*Written request 1*: Reproduce the passage on PERT testing samples word for word.

*Selected passage*:

Pretreatment achievement variables are used only as control variables in the before-after regression analysis. We also included squared terms for both FCAT subjects and an interaction term between the intent to treat and the FCAT score for the subject of interest (e.g., for the math estimates, we interact the intent to treat with the math FCAT score).
Analyses using Grade 11 PERT values as the running variable use only students targeted for PERT testing (n = 89,225 for math, n = 51,383 in English under casewise deletion). 4 The modal student in these samples comes from the middle of the FCAT targeting range. Students near the bottom of the targeted FCAT range may be less likely to have postsecondary plans and may therefore have little incentive to comply with assignment to take the PERT, whereas students near the top of the range may be more likely to have concordance scores on the SAT or ACT that exempt them from PERT testing. Analyses using Grade 12 PERT values as the running variable use only students targeted for PERT testing who did not score college ready on the Grade 11 PERT, complied with assignment to a CRS course, and retook the PERT in Grade 12 (n = 29,264 for math, n = 10,043 in English under casewise deletion). Figure 1 shows how students progress through the steps of the FCCRI, with sample sizes (without casewise deletion) at each stage.

Number and percentage of students at each stage of the Florida College and Career Readiness Initiative progression. Results are for cohort M1.

*Provided data*:
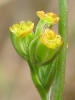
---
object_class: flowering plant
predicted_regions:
[9,0,67,100]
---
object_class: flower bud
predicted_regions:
[9,21,34,59]
[36,29,63,65]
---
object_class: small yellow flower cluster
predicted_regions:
[37,11,63,49]
[40,29,63,49]
[37,11,59,24]
[9,21,34,37]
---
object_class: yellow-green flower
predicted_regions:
[36,11,59,24]
[40,29,63,49]
[9,21,34,37]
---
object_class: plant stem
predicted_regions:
[54,0,68,100]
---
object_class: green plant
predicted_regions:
[9,0,67,100]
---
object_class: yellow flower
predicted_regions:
[9,21,34,37]
[40,29,63,49]
[36,11,59,24]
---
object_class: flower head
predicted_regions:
[40,29,63,49]
[9,21,34,37]
[37,11,59,24]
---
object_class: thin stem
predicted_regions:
[54,0,68,100]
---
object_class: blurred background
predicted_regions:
[0,0,75,100]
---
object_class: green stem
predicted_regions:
[54,0,68,100]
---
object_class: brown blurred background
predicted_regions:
[0,0,75,100]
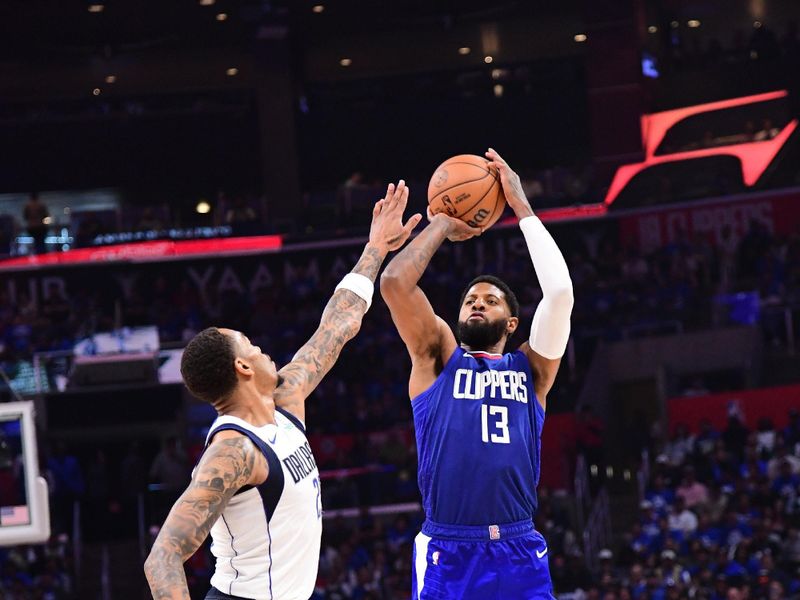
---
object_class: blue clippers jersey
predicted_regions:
[411,348,544,525]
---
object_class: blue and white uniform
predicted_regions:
[411,348,554,600]
[206,408,322,600]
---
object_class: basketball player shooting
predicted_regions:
[381,149,573,600]
[145,180,422,600]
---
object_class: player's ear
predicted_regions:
[506,317,519,336]
[233,358,253,377]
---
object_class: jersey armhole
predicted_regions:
[201,424,286,521]
[411,346,464,404]
[275,406,306,434]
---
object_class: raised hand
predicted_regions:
[369,179,422,252]
[486,148,533,219]
[428,206,483,242]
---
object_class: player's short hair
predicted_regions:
[458,275,519,317]
[181,327,237,404]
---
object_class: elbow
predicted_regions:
[381,265,400,296]
[550,282,575,310]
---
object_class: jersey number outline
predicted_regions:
[481,404,511,444]
[314,477,322,519]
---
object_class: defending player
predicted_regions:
[145,180,421,600]
[381,149,573,600]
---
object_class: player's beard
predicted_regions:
[456,319,508,350]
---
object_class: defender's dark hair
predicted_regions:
[181,327,237,404]
[458,275,519,317]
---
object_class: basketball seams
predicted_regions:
[444,178,499,219]
[428,157,502,223]
[434,163,492,199]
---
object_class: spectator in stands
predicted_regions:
[150,436,189,522]
[669,496,698,539]
[22,192,50,254]
[675,466,708,508]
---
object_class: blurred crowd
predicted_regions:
[651,20,800,70]
[0,535,78,600]
[548,410,800,600]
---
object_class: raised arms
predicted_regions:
[144,431,268,600]
[486,148,574,406]
[274,180,422,419]
[381,214,481,398]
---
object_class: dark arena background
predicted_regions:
[0,0,800,600]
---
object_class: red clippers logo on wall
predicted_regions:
[604,90,797,206]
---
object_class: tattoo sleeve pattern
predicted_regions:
[144,437,258,600]
[274,245,384,406]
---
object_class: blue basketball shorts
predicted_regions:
[411,520,555,600]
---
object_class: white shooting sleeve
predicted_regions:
[519,216,574,360]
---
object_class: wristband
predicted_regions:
[334,273,375,310]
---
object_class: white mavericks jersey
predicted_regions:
[206,408,322,600]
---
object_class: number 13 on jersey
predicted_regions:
[481,404,511,444]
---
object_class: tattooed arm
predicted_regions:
[381,213,481,398]
[144,431,269,600]
[274,179,422,419]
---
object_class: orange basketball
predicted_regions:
[428,154,506,230]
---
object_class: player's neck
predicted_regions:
[217,390,275,427]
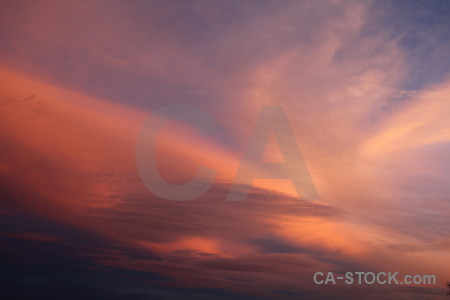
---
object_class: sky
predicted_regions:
[0,0,450,299]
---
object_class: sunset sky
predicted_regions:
[0,0,450,299]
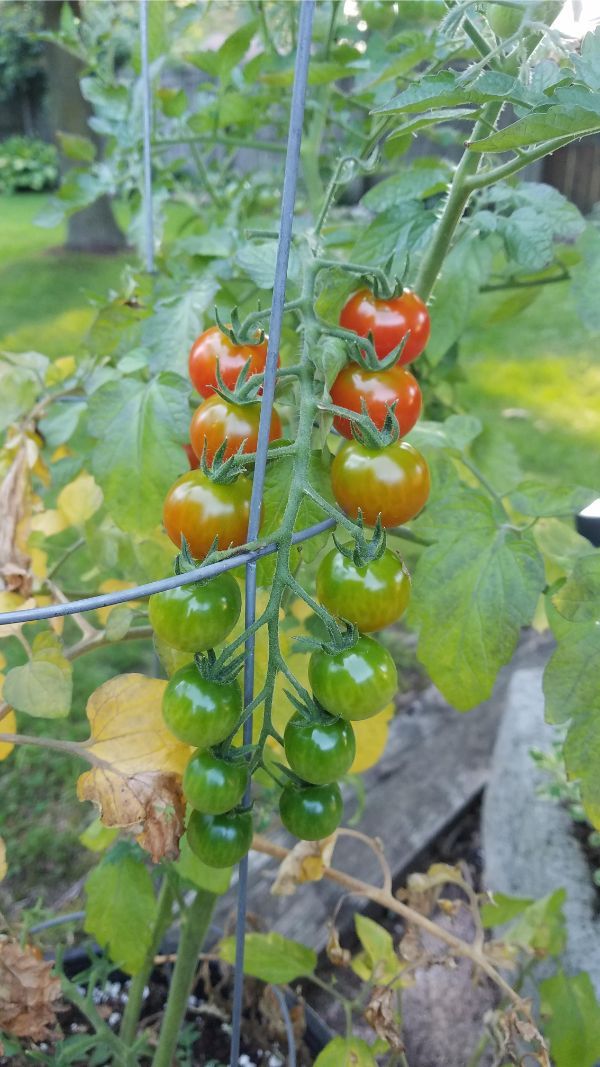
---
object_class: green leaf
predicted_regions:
[57,130,96,163]
[552,552,600,622]
[543,622,600,723]
[468,104,600,152]
[481,889,567,956]
[2,658,73,719]
[508,481,598,517]
[361,159,452,212]
[411,490,544,711]
[173,837,232,895]
[539,971,600,1067]
[219,931,317,985]
[88,371,189,534]
[315,1037,377,1067]
[571,226,600,333]
[84,853,156,974]
[427,237,491,364]
[564,701,600,829]
[142,276,219,375]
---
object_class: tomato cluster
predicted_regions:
[148,290,429,866]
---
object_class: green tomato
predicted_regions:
[309,636,398,719]
[187,811,252,867]
[184,751,249,815]
[279,782,344,841]
[162,664,242,749]
[317,548,410,634]
[283,715,357,785]
[148,573,241,652]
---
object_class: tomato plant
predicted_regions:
[188,327,267,397]
[331,441,429,529]
[279,782,344,841]
[183,750,249,815]
[331,363,423,440]
[162,664,241,749]
[283,715,357,785]
[162,471,252,559]
[148,573,241,652]
[190,396,282,463]
[340,289,430,364]
[317,548,410,634]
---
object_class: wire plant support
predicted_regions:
[0,0,318,1067]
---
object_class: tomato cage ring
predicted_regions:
[0,0,316,1067]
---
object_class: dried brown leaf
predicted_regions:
[271,833,336,896]
[0,939,61,1041]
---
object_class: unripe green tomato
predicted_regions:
[317,548,410,634]
[162,664,242,749]
[187,811,252,867]
[309,635,398,720]
[283,715,357,785]
[484,3,525,41]
[184,751,249,815]
[279,782,344,841]
[148,572,241,652]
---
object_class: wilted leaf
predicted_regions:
[219,930,317,985]
[0,940,61,1041]
[271,834,336,896]
[77,674,190,862]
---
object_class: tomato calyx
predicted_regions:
[215,307,266,345]
[333,514,386,567]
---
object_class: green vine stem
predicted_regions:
[152,889,217,1067]
[121,875,175,1045]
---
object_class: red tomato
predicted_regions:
[189,327,279,397]
[190,394,282,463]
[331,363,423,440]
[162,471,252,559]
[340,289,430,363]
[331,441,429,529]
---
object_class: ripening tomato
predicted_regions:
[283,715,357,785]
[340,289,430,363]
[188,327,279,397]
[187,811,252,867]
[279,782,344,841]
[317,548,410,634]
[162,471,252,559]
[309,634,398,720]
[331,441,429,529]
[183,751,250,815]
[190,394,282,463]
[148,571,241,652]
[162,663,242,749]
[331,363,423,441]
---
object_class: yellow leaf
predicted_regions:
[50,445,70,463]
[0,708,17,761]
[96,578,140,626]
[77,674,191,861]
[350,704,394,775]
[57,471,104,526]
[46,355,77,385]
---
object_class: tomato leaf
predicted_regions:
[539,971,600,1067]
[84,847,156,974]
[411,490,544,711]
[88,371,189,534]
[219,930,317,985]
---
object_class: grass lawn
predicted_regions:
[0,193,130,359]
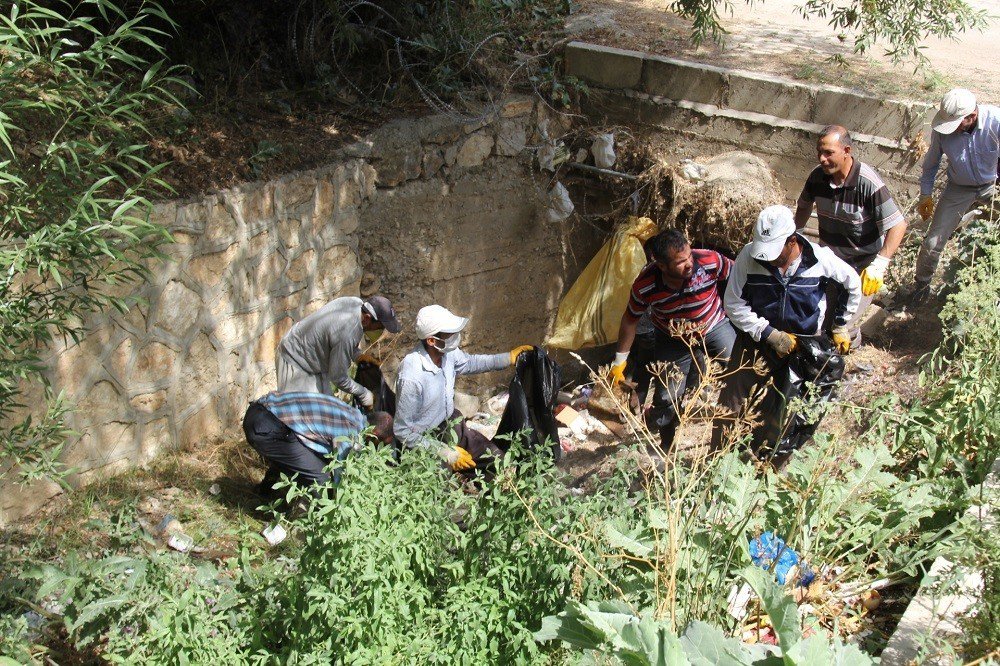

*Written request 2*: Rewrite the listing from its start up to and including the line with "[675,466,708,508]", putting "shirt" in place of "jersey" and leaving all else unchanged. Leave the pictures out of your answer.

*Final result 1*:
Pretreatment achievement variables are used only as control variables in the before-after regression analysis. We also included squared terms for both FCAT subjects and an interaction term between the intent to treat and the FCAT score for the subject of interest (e.g., for the math estimates, we interact the intent to treat with the math FCAT score).
Analyses using Grade 11 PERT values as the running variable use only students targeted for PERT testing (n = 89,225 for math, n = 51,383 in English under casewise deletion). 4 The modal student in these samples comes from the middle of the FCAT targeting range. Students near the bottom of the targeted FCAT range may be less likely to have postsecondary plans and may therefore have little incentive to comply with assignment to take the PERT, whereas students near the top of the range may be more likely to have concordance scores on the SAT or ACT that exempt them from PERT testing. Analyses using Grade 12 PERT values as the running variable use only students targeted for PERT testing who did not score college ready on the Grade 11 PERT, complied with assignment to a CRS course, and retook the PERT in Grade 12 (n = 29,264 for math, n = 10,043 in English under casewise deletion). Figure 1 shows how students progress through the steps of the FCCRI, with sample sizes (without casewise deletion) at each stage.

Number and percentage of students at each stage of the Florida College and Career Readiness Initiative progression. Results are for cohort M1.

*Final result 2*:
---
object_class: flowering plant
predicted_regions:
[9,0,67,100]
---
object_class: flower bud
predicted_regions:
[9,21,34,59]
[36,29,63,65]
---
object_class: small yellow flower cluster
predicted_regions:
[37,11,63,49]
[40,29,63,49]
[37,11,59,24]
[9,21,34,37]
---
object_class: yellow-green flower
predicted_regions:
[36,11,59,24]
[40,29,63,49]
[9,21,34,37]
---
object_class: plant stem
predicted_regions:
[54,0,68,100]
---
object_class: green plant
predicted_regions:
[9,0,67,100]
---
object_class: yellow flower
predicted_regions:
[9,21,34,37]
[40,29,63,49]
[36,11,59,24]
---
object_class: flower head
predicted_regions:
[40,29,63,49]
[9,21,34,37]
[37,11,59,24]
---
object_class: thin stem
predicted_regions:
[54,0,68,100]
---
object_class: blurred background
predicted_regions:
[0,0,75,100]
---
object_class: green stem
predicted_regions:
[54,0,68,100]
---
object_class: brown blurred background
predicted_regions:
[0,0,75,100]
---
object_class: blue clippers shirt
predicted_regions:
[411,348,544,525]
---
object_class: blue and white uniform
predicted_regions:
[411,348,554,600]
[206,408,322,600]
---
object_class: basketball player shooting
predicted_regions:
[381,149,573,600]
[145,180,422,600]
---
object_class: player's ear
predicted_regions:
[506,317,519,336]
[233,358,253,377]
---
object_class: shirt armhole
predicted_regions:
[201,424,286,521]
[411,346,464,404]
[275,406,306,434]
---
object_class: raised hand
predicted_regions:
[369,179,422,252]
[486,148,533,219]
[428,206,483,242]
---
object_class: player's short hair
predicted_regions:
[458,275,519,317]
[181,327,237,404]
---
object_class: elbow
predicted_regions:
[381,265,400,296]
[550,282,575,310]
---
object_class: shirt number outline
predicted_regions:
[481,404,511,444]
[314,477,322,519]
---
object_class: defending player
predicted_regions:
[145,180,421,600]
[381,149,573,600]
---
object_class: player's beard
predicted_regions:
[456,319,508,350]
---
object_class: defender's dark hair
predicted_regions:
[181,327,237,404]
[458,275,519,317]
---
object_class: basketball seams
predicted_regions:
[444,178,499,219]
[428,157,502,223]
[434,163,492,199]
---
object_class: spectator in stands
predicted_regions:
[150,436,189,522]
[669,496,698,539]
[22,192,50,254]
[675,466,708,508]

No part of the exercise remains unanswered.